__Source document__
((
(Via The Daily Irrelevant.)
There’s been a picture going around on Facebook these past couple of days. It hasn’t quite hit a critical mass yet, at least not among my friends, but it’s enough to warrant this essay.
The picture is a picture of someone’s text, so rather than posting the picture, I figured I’d just share what it says:
SO LET ME GET THIS STRAIGHT… If you cross the North Korean border illegally, you get 12 yrs hard labor. If you cross the Afghanistan border illegally, you get shot. Two Americans just got eight years for crossing the Iranian border. If you cross the U.S. border illegally you get a job, a drivers license, a place to live, health care, housing & child benefits, education, & a tax free business for 7 years. No wonder we are a country in debt. Repost if you agree!!!
(Punctuation and spelling copied verbatim).
This is a great example of using a strawman argument in political debates. But even with strawman arguments, there are still some reasonable counter-arguments. The first and foremost is the fact that I’m not sure we want to hold North Korea, Afghanistan, or Iran as paragons of how we want to run the USA.
The two Americans who got eight years for “crossing the Iranian border” were accused by Iran of being spies. We can certainly discuss and debate whether or not they got a fair trial but their crime (innocent or guilty) was only tangentially related to the fact that they crossed the border.
If you cross the US border illegally, you can also get shot. (And by the way, it’s the Afghan border not the “Afghanistan border”. There already are armed guards at places along the southern US border where people might try to cross without getting the proper permissions to do so.
And North Korea. If you do just about anything out of line, you’re likely to get at least ten years. Personally, I think you deserve a medal if you can safely get across the demilitarized zone between North and South Korea. But I digress.
Everything mentioned about crossing the US border illegally is possible, I concede, but let’s remember that illegal immigrants also have no real protections under the law.
))
Referring expression pointing data:
((
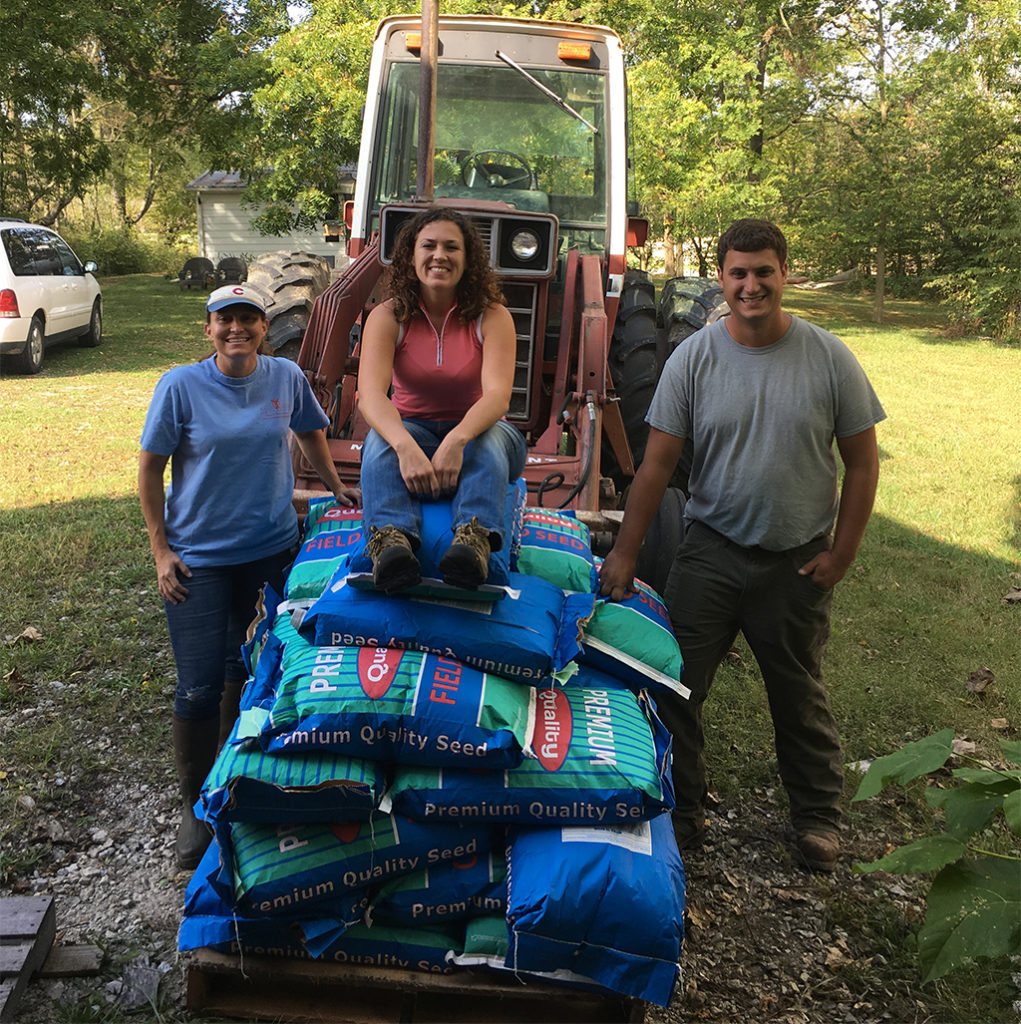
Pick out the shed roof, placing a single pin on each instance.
(232, 180)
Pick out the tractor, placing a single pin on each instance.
(520, 125)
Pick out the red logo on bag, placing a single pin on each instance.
(377, 667)
(346, 832)
(553, 724)
(340, 512)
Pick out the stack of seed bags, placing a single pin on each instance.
(442, 781)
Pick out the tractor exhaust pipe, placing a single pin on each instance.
(427, 99)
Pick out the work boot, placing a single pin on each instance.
(393, 563)
(195, 752)
(229, 709)
(466, 563)
(818, 849)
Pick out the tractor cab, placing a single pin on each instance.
(528, 139)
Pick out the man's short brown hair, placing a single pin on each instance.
(750, 236)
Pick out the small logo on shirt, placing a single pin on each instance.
(275, 413)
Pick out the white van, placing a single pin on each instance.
(46, 295)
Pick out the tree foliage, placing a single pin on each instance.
(883, 134)
(122, 90)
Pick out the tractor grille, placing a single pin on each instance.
(522, 301)
(484, 225)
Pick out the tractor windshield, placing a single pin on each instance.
(501, 135)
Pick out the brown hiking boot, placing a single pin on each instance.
(467, 560)
(393, 563)
(818, 849)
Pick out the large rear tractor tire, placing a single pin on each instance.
(664, 538)
(686, 305)
(636, 354)
(290, 282)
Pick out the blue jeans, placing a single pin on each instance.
(208, 628)
(717, 589)
(492, 461)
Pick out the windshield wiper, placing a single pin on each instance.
(549, 92)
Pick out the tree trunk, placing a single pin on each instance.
(669, 258)
(880, 270)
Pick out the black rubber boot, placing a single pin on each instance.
(195, 752)
(229, 708)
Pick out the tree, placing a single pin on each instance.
(88, 89)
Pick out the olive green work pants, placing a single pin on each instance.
(717, 589)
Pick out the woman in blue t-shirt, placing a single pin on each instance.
(226, 524)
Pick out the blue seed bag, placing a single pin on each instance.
(247, 784)
(391, 705)
(326, 516)
(210, 920)
(463, 888)
(599, 755)
(290, 868)
(604, 902)
(633, 640)
(401, 948)
(333, 536)
(526, 637)
(556, 546)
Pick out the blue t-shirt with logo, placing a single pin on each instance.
(230, 478)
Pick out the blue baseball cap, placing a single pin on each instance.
(230, 295)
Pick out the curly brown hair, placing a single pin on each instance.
(477, 289)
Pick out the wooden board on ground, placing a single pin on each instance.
(28, 927)
(316, 992)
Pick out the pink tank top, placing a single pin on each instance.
(437, 375)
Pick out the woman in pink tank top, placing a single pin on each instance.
(435, 373)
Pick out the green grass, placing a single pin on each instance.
(923, 607)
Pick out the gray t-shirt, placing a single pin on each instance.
(762, 423)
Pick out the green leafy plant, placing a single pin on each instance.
(974, 904)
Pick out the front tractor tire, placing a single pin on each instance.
(290, 282)
(636, 354)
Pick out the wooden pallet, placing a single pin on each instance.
(28, 928)
(296, 991)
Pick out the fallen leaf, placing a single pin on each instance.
(699, 919)
(979, 680)
(836, 958)
(29, 635)
(14, 681)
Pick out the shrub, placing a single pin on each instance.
(974, 904)
(125, 251)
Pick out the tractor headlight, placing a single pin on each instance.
(524, 245)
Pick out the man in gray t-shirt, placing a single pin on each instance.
(761, 396)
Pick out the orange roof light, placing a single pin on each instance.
(573, 51)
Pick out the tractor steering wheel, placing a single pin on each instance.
(495, 174)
))
__Brief 1__
Copy word for word the part of the essay on the border-crossing post that begins at the words "(Punctuation and spelling" and stops after the words "crossed the border.".
__Brief 2__
Continue the essay on the border-crossing post from where it stops.

__Exercise result 1__
(Punctuation and spelling copied verbatim).
This is a great example of using a strawman argument in political debates. But even with strawman arguments, there are still some reasonable counter-arguments. The first and foremost is the fact that I’m not sure we want to hold North Korea, Afghanistan, or Iran as paragons of how we want to run the USA.
The two Americans who got eight years for “crossing the Iranian border” were accused by Iran of being spies. We can certainly discuss and debate whether or not they got a fair trial but their crime (innocent or guilty) was only tangentially related to the fact that they crossed the border.

__Exercise result 2__
You can argue that a job, a place to live, and health care could be a consequence of sitting in prison. So we could also argue that the strawman arguments of crossing into Iran or North Korea also offer these benefits as well.
So let’s talk about all of these items:
— a job. Americans have been complaining about illegal immigrants taking jobs away from citizens almost since the birth of the nation. The jobs immigrants take are often the jobs no one else wants. The ones require the workers to be out in the sweltering sun, doing hard yet menial labor for $1.50 an hour. Is that the kind of job you’d take?
— a drivers license. So what? In order to get a license, you just need to demonstrate that you can operate a motor vehicle and pony up whatever it costs in the state that issues the license. And you know something? Isn’t it in the state’s interest to know where anyone (whether they’re here illegally or not) can be found?
— a place to live. The inclusion of this one in the list bothers me. There was a house near me that had a lot of illegal immigrants in it a few years ago. There was something like 20 or 25 people living in this one house, which was owned by the private individual who employed them all. That many people living in such cramped space is technically “a place to live” but we sometimes treat our animals better. And then the place burned down. Thankfully, no one was killed in the fire but a lot of people got arrested after it did.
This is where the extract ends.